* **Задания**
**1)** Извлеките из текста без изменений фрагмент, начиная со слов «Но страна была» и продолжая до слов «с Президентом (7).» включительно.
**2)** Пожалуйста, выпишите из текста все слова с заглавной буквы, которые обозначают лица или организации, каждое по одному разу в начальной форме.

* **Текст для чтения**
⟨

Но страна была завоевана не так легко, как Комитет. Раздавалось громкое и всеобщее неодобрение и, конечно же, извечный вопрос: «Кто следующий?» Публикация Комитетом своего намека на то, что главным виновником вновь является упрямый Президент, не смогла остановить эту волну. Сам Бернсайд неуклонно ухудшал свое положение. Его рассудительность, каковой она ни была, рухнула. Казалось, он упрямо стремился к фактическому повторению своего прежнего безрассудства. Линкольн счел необходимым отдать ему приказ не предпринимать никаких наступательных действий без консультации с Президентом (7).

⟩

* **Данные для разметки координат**
⟨

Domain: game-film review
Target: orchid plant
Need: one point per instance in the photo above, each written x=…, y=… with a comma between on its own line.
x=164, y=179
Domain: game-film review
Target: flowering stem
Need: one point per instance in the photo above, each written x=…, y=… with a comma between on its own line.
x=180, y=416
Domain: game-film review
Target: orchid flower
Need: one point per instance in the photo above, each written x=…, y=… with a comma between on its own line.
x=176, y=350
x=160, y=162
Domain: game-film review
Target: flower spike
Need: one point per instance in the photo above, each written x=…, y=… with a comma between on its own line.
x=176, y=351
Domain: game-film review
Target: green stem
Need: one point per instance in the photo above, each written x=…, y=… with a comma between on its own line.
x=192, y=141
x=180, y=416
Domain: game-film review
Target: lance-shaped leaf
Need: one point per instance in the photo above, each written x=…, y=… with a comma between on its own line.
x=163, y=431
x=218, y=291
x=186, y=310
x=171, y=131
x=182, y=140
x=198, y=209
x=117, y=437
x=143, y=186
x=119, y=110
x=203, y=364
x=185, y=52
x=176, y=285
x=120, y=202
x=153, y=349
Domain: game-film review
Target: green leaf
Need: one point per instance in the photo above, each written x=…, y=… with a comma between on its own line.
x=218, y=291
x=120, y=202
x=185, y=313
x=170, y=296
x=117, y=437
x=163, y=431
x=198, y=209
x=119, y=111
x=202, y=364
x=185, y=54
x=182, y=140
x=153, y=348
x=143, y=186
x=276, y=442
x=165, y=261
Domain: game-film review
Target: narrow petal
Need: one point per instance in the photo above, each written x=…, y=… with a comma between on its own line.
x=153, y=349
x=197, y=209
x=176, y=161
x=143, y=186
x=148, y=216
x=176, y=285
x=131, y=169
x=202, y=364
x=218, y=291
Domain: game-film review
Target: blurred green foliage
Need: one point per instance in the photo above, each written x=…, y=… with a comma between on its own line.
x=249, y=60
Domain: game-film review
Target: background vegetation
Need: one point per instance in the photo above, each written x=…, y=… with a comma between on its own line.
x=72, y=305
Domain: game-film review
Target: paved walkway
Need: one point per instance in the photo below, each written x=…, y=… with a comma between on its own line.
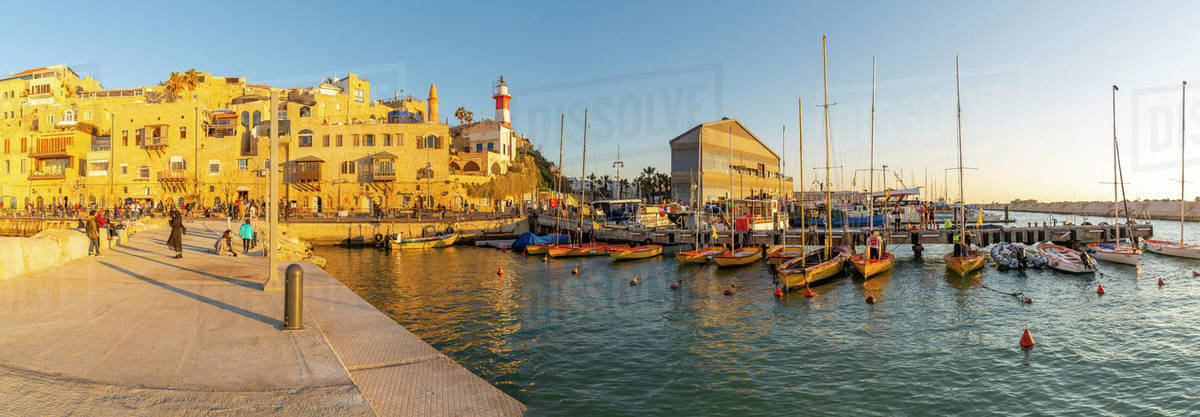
x=137, y=332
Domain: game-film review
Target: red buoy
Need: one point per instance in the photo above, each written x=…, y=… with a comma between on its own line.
x=1026, y=339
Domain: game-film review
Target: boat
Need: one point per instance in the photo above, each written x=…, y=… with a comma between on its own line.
x=642, y=252
x=439, y=241
x=814, y=267
x=739, y=257
x=862, y=261
x=1115, y=252
x=1015, y=257
x=700, y=255
x=1177, y=248
x=1066, y=259
x=967, y=260
x=583, y=249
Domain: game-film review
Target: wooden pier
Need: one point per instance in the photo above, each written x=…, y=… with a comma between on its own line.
x=1071, y=235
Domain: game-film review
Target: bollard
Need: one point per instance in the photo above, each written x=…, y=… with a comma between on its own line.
x=293, y=303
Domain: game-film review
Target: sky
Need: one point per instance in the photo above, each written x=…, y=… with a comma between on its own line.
x=1036, y=77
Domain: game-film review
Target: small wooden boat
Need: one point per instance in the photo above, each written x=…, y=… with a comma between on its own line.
x=1066, y=259
x=424, y=242
x=642, y=252
x=784, y=253
x=586, y=249
x=1173, y=248
x=538, y=249
x=811, y=269
x=964, y=265
x=700, y=255
x=870, y=267
x=739, y=257
x=1114, y=253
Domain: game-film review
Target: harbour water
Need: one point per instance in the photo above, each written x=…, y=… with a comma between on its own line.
x=934, y=344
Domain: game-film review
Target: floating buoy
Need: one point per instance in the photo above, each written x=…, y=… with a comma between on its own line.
x=1026, y=339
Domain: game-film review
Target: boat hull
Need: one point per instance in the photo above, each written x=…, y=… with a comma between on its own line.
x=870, y=267
x=738, y=258
x=1171, y=248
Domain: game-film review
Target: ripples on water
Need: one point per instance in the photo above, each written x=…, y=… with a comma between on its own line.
x=934, y=344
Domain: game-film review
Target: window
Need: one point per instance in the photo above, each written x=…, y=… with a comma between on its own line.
x=306, y=138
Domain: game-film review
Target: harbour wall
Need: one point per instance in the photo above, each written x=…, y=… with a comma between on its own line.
x=1138, y=210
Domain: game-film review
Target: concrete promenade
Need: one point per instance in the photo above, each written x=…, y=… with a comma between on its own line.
x=138, y=333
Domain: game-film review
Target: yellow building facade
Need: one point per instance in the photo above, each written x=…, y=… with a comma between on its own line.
x=204, y=139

⟩

* **Ответы по порядку**
**1)**
Но страна была завоевана не так легко, как Комитет. Раздавалось громкое и всеобщее неодобрение и, конечно же, извечный вопрос: «Кто следующий?» Публикация Комитетом своего намека на то, что главным виновником вновь является упрямый Президент, не смогла остановить эту волну. Сам Бернсайд неуклонно ухудшал свое положение. Его рассудительность, каковой она ни была, рухнула. Казалось, он упрямо стремился к фактическому повторению своего прежнего безрассудства. Линкольн счел необходимым отдать ему приказ не предпринимать никаких наступательных действий без консультации с Президентом (7).

**2)** Комитет, Президент, Бернсайд, Линкольн